> Task to carry out: Please list each line of the data below that contains the word "fence", copying every such line in full.

[Items in a dataset]
• • •
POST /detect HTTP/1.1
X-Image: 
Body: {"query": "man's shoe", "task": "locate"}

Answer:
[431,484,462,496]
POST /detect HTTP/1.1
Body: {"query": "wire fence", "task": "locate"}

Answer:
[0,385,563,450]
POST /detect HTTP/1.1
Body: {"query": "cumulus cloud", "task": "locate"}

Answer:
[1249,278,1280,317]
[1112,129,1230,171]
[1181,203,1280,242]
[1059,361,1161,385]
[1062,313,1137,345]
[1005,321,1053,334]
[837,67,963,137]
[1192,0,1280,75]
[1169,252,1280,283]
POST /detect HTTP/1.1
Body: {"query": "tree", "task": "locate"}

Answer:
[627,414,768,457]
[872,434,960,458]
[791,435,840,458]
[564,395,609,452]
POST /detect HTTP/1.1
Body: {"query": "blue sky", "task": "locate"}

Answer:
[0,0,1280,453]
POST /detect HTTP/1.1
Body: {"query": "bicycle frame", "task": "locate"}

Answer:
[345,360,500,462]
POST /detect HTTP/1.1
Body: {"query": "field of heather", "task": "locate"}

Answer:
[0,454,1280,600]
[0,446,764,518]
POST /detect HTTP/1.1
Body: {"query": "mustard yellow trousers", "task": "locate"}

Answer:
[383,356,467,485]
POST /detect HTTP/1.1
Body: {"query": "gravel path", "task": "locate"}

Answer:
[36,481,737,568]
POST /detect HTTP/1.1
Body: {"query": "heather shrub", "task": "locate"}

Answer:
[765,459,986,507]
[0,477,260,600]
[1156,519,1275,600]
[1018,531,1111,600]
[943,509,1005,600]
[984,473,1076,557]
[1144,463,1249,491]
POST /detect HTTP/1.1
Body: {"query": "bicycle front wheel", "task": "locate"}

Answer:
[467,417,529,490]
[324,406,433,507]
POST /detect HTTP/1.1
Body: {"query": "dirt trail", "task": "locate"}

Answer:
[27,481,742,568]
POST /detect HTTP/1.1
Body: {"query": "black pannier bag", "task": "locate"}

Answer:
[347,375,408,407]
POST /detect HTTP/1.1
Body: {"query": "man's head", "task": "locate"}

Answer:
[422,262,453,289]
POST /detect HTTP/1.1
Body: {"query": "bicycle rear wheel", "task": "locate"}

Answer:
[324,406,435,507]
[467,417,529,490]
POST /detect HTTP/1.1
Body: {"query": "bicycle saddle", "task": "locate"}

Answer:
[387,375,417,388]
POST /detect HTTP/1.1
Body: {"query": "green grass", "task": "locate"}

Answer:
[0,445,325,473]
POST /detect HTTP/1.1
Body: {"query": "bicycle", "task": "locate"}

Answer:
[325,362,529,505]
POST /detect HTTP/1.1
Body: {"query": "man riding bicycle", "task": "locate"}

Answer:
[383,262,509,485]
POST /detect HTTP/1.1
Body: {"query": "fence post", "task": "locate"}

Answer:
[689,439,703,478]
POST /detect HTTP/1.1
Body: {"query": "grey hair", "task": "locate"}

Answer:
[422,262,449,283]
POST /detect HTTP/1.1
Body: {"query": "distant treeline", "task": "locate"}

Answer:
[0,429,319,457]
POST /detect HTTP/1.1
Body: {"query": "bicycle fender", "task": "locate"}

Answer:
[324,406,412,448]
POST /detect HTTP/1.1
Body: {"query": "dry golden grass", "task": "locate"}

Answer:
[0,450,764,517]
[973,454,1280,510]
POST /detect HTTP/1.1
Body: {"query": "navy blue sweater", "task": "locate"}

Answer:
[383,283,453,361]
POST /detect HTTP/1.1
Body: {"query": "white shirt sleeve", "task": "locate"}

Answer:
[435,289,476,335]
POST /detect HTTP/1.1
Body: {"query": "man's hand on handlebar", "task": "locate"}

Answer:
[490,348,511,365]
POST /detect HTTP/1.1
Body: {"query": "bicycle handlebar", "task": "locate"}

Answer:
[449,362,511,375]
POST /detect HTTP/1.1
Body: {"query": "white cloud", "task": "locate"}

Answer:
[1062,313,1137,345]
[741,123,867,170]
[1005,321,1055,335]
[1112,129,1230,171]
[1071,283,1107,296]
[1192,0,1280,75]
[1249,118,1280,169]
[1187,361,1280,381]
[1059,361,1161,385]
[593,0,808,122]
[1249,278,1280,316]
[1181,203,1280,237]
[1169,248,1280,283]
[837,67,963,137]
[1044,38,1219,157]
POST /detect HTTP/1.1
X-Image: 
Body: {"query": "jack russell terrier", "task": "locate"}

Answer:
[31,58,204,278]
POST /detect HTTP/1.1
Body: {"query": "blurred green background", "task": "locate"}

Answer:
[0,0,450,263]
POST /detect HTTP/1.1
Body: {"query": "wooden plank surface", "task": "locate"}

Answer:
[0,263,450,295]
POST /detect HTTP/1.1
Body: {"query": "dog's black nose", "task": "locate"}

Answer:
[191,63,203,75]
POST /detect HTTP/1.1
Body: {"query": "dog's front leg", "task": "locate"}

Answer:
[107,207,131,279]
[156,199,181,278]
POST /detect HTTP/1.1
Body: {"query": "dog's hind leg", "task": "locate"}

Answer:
• • •
> Response to the exercise:
Body: {"query": "wire fence", "task": "locate"}
Body: {"query": "fence post", "task": "locate"}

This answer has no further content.